Records for the task section start

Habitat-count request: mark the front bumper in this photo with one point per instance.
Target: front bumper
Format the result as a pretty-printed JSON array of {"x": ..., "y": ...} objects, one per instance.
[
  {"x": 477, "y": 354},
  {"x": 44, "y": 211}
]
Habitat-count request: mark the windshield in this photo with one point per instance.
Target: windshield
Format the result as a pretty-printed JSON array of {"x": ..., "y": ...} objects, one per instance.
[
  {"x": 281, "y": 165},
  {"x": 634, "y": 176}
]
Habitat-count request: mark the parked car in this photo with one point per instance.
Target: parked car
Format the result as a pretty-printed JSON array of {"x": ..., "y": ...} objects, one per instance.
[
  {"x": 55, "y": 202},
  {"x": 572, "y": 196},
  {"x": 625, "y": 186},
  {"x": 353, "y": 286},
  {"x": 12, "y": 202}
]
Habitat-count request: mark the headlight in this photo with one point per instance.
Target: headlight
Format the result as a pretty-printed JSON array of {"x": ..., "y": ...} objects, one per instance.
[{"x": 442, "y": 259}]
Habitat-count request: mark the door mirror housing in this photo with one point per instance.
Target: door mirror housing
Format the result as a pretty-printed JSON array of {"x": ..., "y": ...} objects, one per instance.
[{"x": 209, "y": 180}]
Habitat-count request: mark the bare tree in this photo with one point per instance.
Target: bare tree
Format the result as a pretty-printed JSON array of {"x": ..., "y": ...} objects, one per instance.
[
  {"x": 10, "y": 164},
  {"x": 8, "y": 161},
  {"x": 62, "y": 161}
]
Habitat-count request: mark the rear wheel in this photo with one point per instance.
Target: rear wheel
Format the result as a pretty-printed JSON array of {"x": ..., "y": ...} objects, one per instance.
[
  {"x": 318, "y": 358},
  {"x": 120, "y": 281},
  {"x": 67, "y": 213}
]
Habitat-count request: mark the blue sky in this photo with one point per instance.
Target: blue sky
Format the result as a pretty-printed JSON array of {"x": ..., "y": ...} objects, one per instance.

Records for the task section end

▸ **Directions**: The response must contain exactly the lines from the one with "Habitat-count request: mark the blue" to the end of the entries above, both included, and nothing more.

▸ **Solution**:
Habitat-count request: mark the blue sky in this photo with one point per instance.
Target: blue sky
Format the result as a pretty-printed JSON array of {"x": ..., "y": ...} objects, one per instance.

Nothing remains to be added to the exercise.